### Records for this exercise
========================================
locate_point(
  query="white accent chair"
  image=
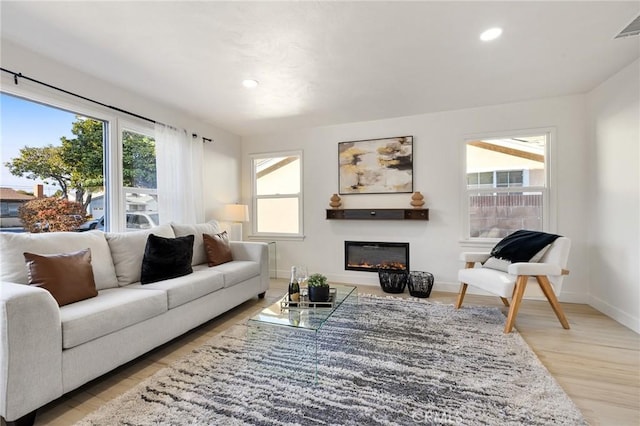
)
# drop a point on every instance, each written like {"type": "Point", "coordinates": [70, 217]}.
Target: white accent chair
{"type": "Point", "coordinates": [548, 273]}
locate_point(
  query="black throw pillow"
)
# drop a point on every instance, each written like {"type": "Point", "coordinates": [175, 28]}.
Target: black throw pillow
{"type": "Point", "coordinates": [166, 258]}
{"type": "Point", "coordinates": [522, 245]}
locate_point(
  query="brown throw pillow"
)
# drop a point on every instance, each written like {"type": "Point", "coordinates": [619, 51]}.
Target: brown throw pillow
{"type": "Point", "coordinates": [217, 248]}
{"type": "Point", "coordinates": [67, 276]}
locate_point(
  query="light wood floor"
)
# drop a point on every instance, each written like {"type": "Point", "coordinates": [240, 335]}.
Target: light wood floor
{"type": "Point", "coordinates": [597, 362]}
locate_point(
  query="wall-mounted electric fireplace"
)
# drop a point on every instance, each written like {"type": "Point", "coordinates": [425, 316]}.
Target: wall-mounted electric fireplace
{"type": "Point", "coordinates": [369, 256]}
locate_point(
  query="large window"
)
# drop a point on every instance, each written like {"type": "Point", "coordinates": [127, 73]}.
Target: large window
{"type": "Point", "coordinates": [277, 194]}
{"type": "Point", "coordinates": [506, 185]}
{"type": "Point", "coordinates": [56, 158]}
{"type": "Point", "coordinates": [76, 168]}
{"type": "Point", "coordinates": [139, 179]}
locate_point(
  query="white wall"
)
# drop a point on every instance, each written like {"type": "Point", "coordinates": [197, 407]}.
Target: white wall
{"type": "Point", "coordinates": [438, 142]}
{"type": "Point", "coordinates": [614, 164]}
{"type": "Point", "coordinates": [222, 167]}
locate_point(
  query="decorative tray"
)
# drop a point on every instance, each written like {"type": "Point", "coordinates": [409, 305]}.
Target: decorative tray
{"type": "Point", "coordinates": [306, 303]}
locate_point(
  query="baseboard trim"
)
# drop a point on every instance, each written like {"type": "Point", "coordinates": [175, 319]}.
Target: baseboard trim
{"type": "Point", "coordinates": [615, 313]}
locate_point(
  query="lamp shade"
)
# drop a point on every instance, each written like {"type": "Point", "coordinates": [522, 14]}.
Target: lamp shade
{"type": "Point", "coordinates": [235, 213]}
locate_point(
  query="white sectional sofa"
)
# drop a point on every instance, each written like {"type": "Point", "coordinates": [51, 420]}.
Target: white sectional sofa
{"type": "Point", "coordinates": [47, 350]}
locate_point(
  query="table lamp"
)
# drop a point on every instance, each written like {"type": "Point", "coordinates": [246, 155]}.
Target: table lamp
{"type": "Point", "coordinates": [236, 214]}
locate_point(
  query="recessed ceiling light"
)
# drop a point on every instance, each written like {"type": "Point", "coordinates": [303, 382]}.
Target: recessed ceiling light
{"type": "Point", "coordinates": [491, 34]}
{"type": "Point", "coordinates": [250, 84]}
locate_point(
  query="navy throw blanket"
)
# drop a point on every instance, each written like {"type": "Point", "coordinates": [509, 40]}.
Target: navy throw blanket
{"type": "Point", "coordinates": [522, 245]}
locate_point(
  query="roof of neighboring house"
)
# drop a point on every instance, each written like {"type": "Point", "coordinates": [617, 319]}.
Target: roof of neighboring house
{"type": "Point", "coordinates": [10, 194]}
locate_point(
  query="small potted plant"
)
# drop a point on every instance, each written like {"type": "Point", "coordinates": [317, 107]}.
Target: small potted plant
{"type": "Point", "coordinates": [318, 288]}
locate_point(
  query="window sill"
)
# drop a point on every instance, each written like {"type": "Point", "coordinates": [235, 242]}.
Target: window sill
{"type": "Point", "coordinates": [275, 237]}
{"type": "Point", "coordinates": [480, 243]}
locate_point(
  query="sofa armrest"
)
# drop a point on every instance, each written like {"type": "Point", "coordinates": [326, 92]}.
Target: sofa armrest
{"type": "Point", "coordinates": [30, 349]}
{"type": "Point", "coordinates": [256, 252]}
{"type": "Point", "coordinates": [526, 268]}
{"type": "Point", "coordinates": [473, 257]}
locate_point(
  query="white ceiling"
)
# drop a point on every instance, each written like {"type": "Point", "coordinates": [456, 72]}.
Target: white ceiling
{"type": "Point", "coordinates": [322, 63]}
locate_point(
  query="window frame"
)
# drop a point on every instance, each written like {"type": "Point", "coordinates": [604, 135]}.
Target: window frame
{"type": "Point", "coordinates": [119, 214]}
{"type": "Point", "coordinates": [255, 197]}
{"type": "Point", "coordinates": [549, 191]}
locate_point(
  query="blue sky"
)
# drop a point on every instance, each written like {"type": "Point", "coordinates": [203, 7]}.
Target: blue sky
{"type": "Point", "coordinates": [25, 123]}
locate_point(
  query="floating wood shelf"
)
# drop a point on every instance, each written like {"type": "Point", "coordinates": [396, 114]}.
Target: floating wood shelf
{"type": "Point", "coordinates": [378, 214]}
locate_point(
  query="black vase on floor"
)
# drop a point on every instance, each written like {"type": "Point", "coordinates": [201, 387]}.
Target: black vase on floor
{"type": "Point", "coordinates": [319, 294]}
{"type": "Point", "coordinates": [393, 280]}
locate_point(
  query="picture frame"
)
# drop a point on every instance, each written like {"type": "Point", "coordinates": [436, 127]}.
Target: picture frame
{"type": "Point", "coordinates": [376, 166]}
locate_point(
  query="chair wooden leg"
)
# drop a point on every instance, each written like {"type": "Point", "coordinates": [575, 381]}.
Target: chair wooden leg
{"type": "Point", "coordinates": [545, 285]}
{"type": "Point", "coordinates": [521, 284]}
{"type": "Point", "coordinates": [463, 290]}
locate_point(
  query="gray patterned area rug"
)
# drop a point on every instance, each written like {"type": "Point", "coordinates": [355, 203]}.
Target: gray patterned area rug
{"type": "Point", "coordinates": [385, 361]}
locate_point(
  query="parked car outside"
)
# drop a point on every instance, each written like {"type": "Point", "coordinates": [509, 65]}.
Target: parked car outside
{"type": "Point", "coordinates": [135, 221]}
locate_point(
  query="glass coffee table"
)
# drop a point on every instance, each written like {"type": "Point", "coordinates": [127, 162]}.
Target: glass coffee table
{"type": "Point", "coordinates": [305, 317]}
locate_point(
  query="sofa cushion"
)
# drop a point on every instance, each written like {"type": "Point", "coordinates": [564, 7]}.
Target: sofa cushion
{"type": "Point", "coordinates": [67, 276]}
{"type": "Point", "coordinates": [166, 258]}
{"type": "Point", "coordinates": [113, 310]}
{"type": "Point", "coordinates": [217, 248]}
{"type": "Point", "coordinates": [199, 255]}
{"type": "Point", "coordinates": [238, 271]}
{"type": "Point", "coordinates": [127, 251]}
{"type": "Point", "coordinates": [13, 245]}
{"type": "Point", "coordinates": [181, 290]}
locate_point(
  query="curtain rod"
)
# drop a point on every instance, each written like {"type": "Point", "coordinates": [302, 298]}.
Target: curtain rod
{"type": "Point", "coordinates": [17, 75]}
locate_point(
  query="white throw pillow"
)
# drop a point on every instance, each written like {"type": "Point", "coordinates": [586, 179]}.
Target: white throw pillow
{"type": "Point", "coordinates": [127, 251]}
{"type": "Point", "coordinates": [503, 264]}
{"type": "Point", "coordinates": [12, 245]}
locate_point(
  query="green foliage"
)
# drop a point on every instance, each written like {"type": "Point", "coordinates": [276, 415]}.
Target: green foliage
{"type": "Point", "coordinates": [317, 280]}
{"type": "Point", "coordinates": [84, 156]}
{"type": "Point", "coordinates": [51, 215]}
{"type": "Point", "coordinates": [138, 161]}
{"type": "Point", "coordinates": [42, 163]}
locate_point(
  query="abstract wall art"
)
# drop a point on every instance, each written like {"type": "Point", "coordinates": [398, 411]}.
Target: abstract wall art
{"type": "Point", "coordinates": [376, 166]}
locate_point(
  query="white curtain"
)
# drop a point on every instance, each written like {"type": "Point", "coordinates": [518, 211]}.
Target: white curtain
{"type": "Point", "coordinates": [179, 172]}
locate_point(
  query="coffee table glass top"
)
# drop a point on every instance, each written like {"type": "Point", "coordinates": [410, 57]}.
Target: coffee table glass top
{"type": "Point", "coordinates": [307, 318]}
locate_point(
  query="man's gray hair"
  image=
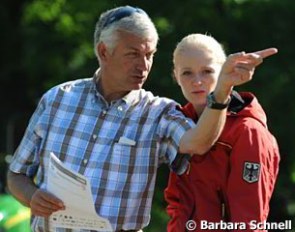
========================================
### Task item
Transcribe exactly, and only, the lines from the one with "Target: white throw pillow" through the final line of the data above. The pictures stay out.

### Written answer
Target: white throw pillow
{"type": "Point", "coordinates": [127, 251]}
{"type": "Point", "coordinates": [503, 264]}
{"type": "Point", "coordinates": [12, 245]}
locate_point(
  query="green foliage"
)
# drop a point on every instance, each written like {"type": "Point", "coordinates": [276, 415]}.
Target: green foliage
{"type": "Point", "coordinates": [317, 280]}
{"type": "Point", "coordinates": [84, 156]}
{"type": "Point", "coordinates": [51, 215]}
{"type": "Point", "coordinates": [138, 161]}
{"type": "Point", "coordinates": [42, 163]}
locate_point(
  query="abstract wall art"
)
# drop a point on every instance, each written like {"type": "Point", "coordinates": [398, 411]}.
Target: abstract wall art
{"type": "Point", "coordinates": [376, 166]}
locate_point(
  query="white curtain"
)
# drop a point on every instance, each written like {"type": "Point", "coordinates": [518, 211]}.
Target: white curtain
{"type": "Point", "coordinates": [179, 172]}
locate_point(
  query="coffee table glass top"
)
# drop a point on every instance, each written like {"type": "Point", "coordinates": [410, 57]}.
Target: coffee table glass top
{"type": "Point", "coordinates": [307, 318]}
locate_point(
  query="man's gray hair"
  image=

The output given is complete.